ONU : Le Gouvernement burundais demande une sorte de « Plan Marshall »
Diplomatie

@rib News, 24/06/08

Assemblée générale                                                             23/06/2008

CCP/36

  

Département de l’information • Service des informations et des accréditations • New York

Commission de consolidation de la paix

Deuxième session

Formation Burundi

4e et 5e séances – matin et après-midi

FACE À LA COMPLEXITÉ DES DÉFIS, LA MINISTRE DES RELATIONS EXTÉRIEURES DU BURUNDI APPELLE LA COMMISSION DE CONSOLIDATION DE LA PAIX À « REPENSER » LES STRATÉGIES

La Commission adopte les recommandations liées au Cadre stratégique pour le Burundi et le rapport de la deuxième session

La Ministre des relations extérieures du Burundi a invité aujourd’hui la Commission de consolidation de la paix à « repenser » les stratégies face à la « complexité » des défis que son pays doit encore relever.  Mme Antoinette Batumubwira s’exprimait alors que la « Formation Burundi » de la Commission adoptait les recommandations de l’examen semestriel de la mise en œuvre du Cadre stratégique pour la consolidation de la paix au Burundi*, adopté en juin 2007.

        La Commission a également adopté le rapport de sa deuxième session**.  Présent à cette réunion, le Secrétaire général de l’ONU, M. Ban Ki-moon a estimé que le rôle important de la Commission est qu’elle permet une approche intégrée des trois piliers du travail de l’ONU que sont la paix et la sécurité, le développement, et les droits de l’homme.  Le Président de la Commission a, quant à lui, fait une analyse conceptuelle et opérationnelle d’une Commission qui a désormais à son ordre du jour les situations au Burundi, en Sierra-Leone, en Guinée-Bissau et en République centrafricaine***.

Parmi les défis au Burundi, la Ministre des relations extérieures du Burundi s’est particulièrement attardée sur le défi lié à la répartition des terres, source « très ancienne » de tensions dans un « pays surpeuplé ».  Elle a aussi cité le défi lié au renforcement des capacités humaines que le pays a des difficultés à retenir en raison de la fuite des cerveaux, causée par un niveau de salaires très bas. 

La Ministre a enfin attiré l’attention sur le défi relatif au processus de désarmement, de démobilisation et de réintégration (DDR), en arguant que sans une lutte efficace contre le chômage, les démobilisés risquent de plonger dans le banditisme ou de replonger dans de nouvelles rébellions. 

Les recommandations de la mise en œuvre du Cadre stratégique portent sur les questions foncières et du relèvement communautaire; l’Accord global de cessez-le-feu entre le Gouvernement et le Palipehutu/FNL; la réforme du secteur de la sécurité; la bonne gouvernance, la promotion de l’état de droit et de la lutte contre l’impunité; la mobilisation et la coordination de l’assistance internationale; la dimension sous-régionale et l’intégration de la dimension sexospécifique.

Les tendances, les progrès réalisés et le bilan des engagements montrent une bonne évolution dans tous les domaines de consolidation de la paix, a commenté la Ministre burundaise des relations extérieures.  Mais, a-t-elle dit, la seule convergence de vues entre le Gouvernement burundais et la Commission de consolidation de la paix ne suffira pas à pérenniser les acquis.

Relevé:
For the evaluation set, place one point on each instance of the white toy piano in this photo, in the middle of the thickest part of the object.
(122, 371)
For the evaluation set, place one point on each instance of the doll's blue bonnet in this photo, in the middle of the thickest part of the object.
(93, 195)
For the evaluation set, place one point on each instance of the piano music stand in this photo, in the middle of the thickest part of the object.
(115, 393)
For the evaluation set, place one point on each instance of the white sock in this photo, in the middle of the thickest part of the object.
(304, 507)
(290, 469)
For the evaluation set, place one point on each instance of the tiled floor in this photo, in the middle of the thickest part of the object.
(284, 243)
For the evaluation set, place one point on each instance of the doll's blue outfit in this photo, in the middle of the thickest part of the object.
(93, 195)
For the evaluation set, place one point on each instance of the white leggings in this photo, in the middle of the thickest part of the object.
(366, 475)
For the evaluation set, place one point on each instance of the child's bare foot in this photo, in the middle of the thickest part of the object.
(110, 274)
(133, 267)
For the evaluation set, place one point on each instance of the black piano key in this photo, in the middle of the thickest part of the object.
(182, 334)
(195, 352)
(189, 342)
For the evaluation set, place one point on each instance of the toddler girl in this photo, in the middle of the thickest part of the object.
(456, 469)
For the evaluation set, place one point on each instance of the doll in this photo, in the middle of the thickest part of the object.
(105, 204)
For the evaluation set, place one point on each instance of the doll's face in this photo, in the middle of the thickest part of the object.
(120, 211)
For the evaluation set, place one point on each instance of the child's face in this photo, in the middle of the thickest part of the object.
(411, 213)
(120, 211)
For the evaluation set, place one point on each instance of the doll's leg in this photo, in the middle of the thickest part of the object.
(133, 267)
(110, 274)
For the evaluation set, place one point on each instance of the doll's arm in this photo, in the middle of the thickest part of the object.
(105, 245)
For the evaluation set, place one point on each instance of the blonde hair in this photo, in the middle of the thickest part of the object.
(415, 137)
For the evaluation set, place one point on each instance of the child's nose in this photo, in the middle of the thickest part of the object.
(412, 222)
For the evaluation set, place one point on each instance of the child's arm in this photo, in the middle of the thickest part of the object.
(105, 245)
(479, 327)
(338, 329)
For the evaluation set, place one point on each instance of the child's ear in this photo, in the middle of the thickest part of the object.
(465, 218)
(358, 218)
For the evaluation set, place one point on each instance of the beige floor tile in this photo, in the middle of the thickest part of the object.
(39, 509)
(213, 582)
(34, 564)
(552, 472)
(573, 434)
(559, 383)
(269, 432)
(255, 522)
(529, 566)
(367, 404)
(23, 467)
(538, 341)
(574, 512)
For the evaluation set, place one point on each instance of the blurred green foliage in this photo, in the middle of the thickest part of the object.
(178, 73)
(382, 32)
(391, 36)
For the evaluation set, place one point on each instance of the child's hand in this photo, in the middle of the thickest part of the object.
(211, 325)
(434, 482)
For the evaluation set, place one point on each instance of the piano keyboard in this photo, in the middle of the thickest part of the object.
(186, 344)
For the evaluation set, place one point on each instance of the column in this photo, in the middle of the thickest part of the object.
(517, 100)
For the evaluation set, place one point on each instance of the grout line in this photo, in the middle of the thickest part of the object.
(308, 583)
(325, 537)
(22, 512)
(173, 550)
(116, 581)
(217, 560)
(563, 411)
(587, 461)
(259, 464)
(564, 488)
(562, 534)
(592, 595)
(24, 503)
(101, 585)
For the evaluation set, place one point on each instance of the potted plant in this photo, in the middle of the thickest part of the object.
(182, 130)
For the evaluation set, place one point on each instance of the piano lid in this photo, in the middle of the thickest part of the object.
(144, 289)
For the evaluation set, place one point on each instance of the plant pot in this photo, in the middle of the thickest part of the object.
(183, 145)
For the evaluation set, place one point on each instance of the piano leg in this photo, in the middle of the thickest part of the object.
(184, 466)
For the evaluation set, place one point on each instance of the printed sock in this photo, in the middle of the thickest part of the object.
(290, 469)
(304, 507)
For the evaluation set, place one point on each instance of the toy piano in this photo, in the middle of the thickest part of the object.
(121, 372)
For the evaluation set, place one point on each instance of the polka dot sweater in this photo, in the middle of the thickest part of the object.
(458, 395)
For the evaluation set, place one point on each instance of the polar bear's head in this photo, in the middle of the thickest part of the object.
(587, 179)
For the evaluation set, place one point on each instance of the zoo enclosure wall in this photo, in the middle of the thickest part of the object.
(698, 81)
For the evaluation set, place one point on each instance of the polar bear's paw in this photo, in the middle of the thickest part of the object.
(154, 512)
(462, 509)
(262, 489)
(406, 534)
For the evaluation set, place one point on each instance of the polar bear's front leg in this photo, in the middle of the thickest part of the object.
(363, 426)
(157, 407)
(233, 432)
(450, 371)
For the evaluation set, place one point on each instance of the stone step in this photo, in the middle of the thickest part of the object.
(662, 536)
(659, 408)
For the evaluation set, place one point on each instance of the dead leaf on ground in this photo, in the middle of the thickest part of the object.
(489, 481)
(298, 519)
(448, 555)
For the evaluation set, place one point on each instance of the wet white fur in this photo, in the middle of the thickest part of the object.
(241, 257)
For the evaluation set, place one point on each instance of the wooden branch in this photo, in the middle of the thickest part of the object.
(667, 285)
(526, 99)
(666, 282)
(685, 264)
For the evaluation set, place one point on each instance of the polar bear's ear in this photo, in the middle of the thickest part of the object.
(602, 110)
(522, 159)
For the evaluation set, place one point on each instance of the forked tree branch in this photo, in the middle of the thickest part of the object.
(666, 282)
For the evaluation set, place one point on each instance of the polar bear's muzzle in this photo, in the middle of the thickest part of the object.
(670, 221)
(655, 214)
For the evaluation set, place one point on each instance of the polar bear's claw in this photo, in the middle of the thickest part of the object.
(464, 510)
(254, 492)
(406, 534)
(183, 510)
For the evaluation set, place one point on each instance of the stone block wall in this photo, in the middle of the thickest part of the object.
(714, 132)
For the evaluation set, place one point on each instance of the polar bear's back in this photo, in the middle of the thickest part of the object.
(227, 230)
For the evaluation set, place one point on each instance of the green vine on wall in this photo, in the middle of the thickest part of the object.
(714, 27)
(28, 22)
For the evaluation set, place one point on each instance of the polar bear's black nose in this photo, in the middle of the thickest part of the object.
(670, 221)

...

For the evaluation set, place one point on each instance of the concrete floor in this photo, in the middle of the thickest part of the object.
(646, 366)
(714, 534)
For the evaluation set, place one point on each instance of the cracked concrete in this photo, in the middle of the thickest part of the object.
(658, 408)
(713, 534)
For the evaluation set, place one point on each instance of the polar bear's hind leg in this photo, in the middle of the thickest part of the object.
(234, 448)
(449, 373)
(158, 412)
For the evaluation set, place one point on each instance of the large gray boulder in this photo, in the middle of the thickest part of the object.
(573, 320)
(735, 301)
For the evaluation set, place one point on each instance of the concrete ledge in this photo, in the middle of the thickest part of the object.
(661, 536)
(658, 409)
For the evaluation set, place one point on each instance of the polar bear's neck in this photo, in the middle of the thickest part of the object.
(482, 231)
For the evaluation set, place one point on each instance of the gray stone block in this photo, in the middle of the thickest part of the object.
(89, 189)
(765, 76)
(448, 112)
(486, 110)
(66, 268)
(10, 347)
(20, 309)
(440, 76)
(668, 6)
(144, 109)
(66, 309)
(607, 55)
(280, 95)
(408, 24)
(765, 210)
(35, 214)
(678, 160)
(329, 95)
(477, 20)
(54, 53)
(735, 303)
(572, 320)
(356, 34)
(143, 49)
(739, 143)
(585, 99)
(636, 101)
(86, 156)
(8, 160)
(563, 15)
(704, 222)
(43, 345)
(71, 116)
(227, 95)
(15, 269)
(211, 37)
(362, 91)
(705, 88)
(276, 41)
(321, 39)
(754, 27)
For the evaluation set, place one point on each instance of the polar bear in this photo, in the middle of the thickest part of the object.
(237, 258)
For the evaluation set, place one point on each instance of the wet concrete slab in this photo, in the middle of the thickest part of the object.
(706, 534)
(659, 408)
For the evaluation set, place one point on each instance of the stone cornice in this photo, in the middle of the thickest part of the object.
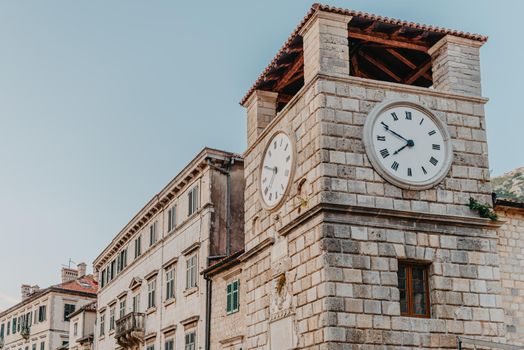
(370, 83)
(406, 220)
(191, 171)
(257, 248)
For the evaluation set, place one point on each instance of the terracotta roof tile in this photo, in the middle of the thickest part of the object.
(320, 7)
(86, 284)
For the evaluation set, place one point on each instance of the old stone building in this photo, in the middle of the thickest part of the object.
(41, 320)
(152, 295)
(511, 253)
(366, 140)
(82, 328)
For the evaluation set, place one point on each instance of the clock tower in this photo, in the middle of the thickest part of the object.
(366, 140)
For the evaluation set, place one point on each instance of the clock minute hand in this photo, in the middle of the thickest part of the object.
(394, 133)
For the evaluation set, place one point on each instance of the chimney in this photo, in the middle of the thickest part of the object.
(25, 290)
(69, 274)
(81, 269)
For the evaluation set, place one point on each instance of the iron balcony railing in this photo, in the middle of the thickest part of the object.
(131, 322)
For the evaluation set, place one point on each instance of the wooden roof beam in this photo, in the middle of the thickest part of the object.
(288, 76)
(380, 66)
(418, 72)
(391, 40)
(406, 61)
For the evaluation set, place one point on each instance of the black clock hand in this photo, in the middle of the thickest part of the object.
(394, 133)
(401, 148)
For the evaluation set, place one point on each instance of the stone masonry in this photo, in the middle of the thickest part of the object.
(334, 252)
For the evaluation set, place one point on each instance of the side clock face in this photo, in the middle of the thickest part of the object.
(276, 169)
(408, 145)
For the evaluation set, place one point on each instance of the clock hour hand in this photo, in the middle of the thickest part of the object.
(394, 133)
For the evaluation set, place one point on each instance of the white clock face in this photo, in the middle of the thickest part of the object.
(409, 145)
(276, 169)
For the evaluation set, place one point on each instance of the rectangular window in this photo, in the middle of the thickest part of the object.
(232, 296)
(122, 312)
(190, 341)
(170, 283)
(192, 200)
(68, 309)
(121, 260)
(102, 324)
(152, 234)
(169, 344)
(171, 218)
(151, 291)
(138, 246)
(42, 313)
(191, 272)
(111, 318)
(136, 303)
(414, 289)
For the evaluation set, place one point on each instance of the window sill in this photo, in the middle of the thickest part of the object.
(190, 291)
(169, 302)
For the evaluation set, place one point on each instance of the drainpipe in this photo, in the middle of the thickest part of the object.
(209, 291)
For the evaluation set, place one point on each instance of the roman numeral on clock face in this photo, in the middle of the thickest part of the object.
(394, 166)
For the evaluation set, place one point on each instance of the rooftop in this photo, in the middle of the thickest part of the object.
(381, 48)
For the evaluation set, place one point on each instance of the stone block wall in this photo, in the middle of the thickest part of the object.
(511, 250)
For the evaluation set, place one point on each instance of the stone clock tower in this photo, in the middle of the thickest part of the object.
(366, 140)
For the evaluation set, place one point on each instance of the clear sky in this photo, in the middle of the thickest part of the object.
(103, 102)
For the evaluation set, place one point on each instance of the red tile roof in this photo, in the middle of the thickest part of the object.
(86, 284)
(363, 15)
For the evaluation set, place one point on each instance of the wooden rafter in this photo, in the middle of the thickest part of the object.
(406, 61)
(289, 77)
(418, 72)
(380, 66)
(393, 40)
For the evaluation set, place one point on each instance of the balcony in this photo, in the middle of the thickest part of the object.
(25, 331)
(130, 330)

Exercices à résoudre:
1. Recopiez fidèlement le passage du communiqué sur le Burundi qui commence par « La Commission a également » et se poursuit jusqu'à « en République centrafricaine***. ».
2. Combien de lignes des enregistrements contiennent la chaîne « nose », en respectant la casse ? Donnez uniquement ce nombre.
Le communiqué sur le Burundi et les enregistrements constituent deux documents indépendants l'un de l'autre.

Corrigé:
1.
La Commission a également adopté le rapport de sa deuxième session**.  Présent à cette réunion, le Secrétaire général de l’ONU, M. Ban Ki-moon a estimé que le rôle important de la Commission est qu’elle permet une approche intégrée des trois piliers du travail de l’ONU que sont la paix et la sécurité, le développement, et les droits de l’homme.  Le Président de la Commission a, quant à lui, fait une analyse conceptuelle et opérationnelle d’une Commission qui a désormais à son ordre du jour les situations au Burundi, en Sierra-Leone, en Guinée-Bissau et en République centrafricaine***.

2. 2